Reading passage:
########################################

Ollie Brown is a GlobalData economist focusing on the construction sector and foreign direct investment in the LATAM region.

Evidently for constructors and investors on either side of the US-Mexico border, US President Donald Trump’s tariffs are rewriting international trade relations with many implications across Latin American economies. Short-term, 25% levies on all exports to the US– made effective March 4th– are expected to cripple derived construction demand in Mexico. Long term, there could be benefits as the retainment of high skilled labour and Mexico’s foothold in changing global trade could foster more resilient growth, striding away from US dependence.

A tariff seesaw

Since Trump’s inauguration on January 20th, the White House announced a slew of tariffs on the US’s largest trading partners, biased to nations holding significant trade surpluses to the US. Seemingly, US tariffs are being threatened to further national interests, seeking to maximise rent on goods imported to the US, while leveraging access to the US’s market as a bargaining tool. Exact levy figures – and market ramifications – continue to fluctuate parallel Trump’s sporadic remarks, but to-date (29/05/2025): 

  • Mexico faces a 25% bilateral tariff on all USMCA non-compliant exports to the US, made effective March 4th, revoking USMCA free trade terms (consistent with Canada).

########################################

Dataset content:

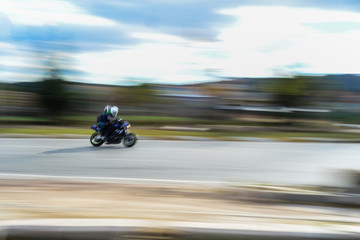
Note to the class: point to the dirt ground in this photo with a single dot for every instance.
(56, 199)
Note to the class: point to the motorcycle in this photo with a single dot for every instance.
(120, 131)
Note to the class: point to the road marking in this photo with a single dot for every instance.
(105, 179)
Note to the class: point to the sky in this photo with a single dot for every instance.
(124, 42)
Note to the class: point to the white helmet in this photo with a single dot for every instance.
(107, 109)
(114, 111)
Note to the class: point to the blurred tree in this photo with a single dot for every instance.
(289, 92)
(136, 95)
(53, 94)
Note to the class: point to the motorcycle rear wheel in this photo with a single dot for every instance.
(95, 141)
(130, 140)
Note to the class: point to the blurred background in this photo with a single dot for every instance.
(250, 72)
(182, 64)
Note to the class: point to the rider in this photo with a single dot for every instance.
(103, 118)
(107, 118)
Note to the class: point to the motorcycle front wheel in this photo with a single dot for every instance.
(130, 140)
(95, 141)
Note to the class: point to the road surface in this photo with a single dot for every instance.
(200, 161)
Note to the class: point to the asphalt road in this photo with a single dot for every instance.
(259, 162)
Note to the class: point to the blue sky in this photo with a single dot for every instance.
(177, 41)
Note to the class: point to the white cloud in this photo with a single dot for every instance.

########################################

Given request 1:
Answer these about the article on US tariffs and Mexico:
(a) Which sector and which kind of investment does Ollie Brown focus on?
(b) On what date was Trump inaugurated?
(c) What tariff rate does Mexico face on USMCA non-compliant exports to the US?
Given request 2: Quote the article on US tariffs and Mexico from "A tariff seesaw" up to and including "(consistent with Canada).".

Right answer 1:
(a) The construction sector and foreign direct investment in the LATAM region.
(b) January 20th.
(c) 25%.

Right answer 2:
A tariff seesaw

Since Trump’s inauguration on January 20th, the White House announced a slew of tariffs on the US’s largest trading partners, biased to nations holding significant trade surpluses to the US. Seemingly, US tariffs are being threatened to further national interests, seeking to maximise rent on goods imported to the US, while leveraging access to the US’s market as a bargaining tool. Exact levy figures – and market ramifications – continue to fluctuate parallel Trump’s sporadic remarks, but to-date (29/05/2025): 

  • Mexico faces a 25% bilateral tariff on all USMCA non-compliant exports to the US, made effective March 4th, revoking USMCA free trade terms (consistent with Canada).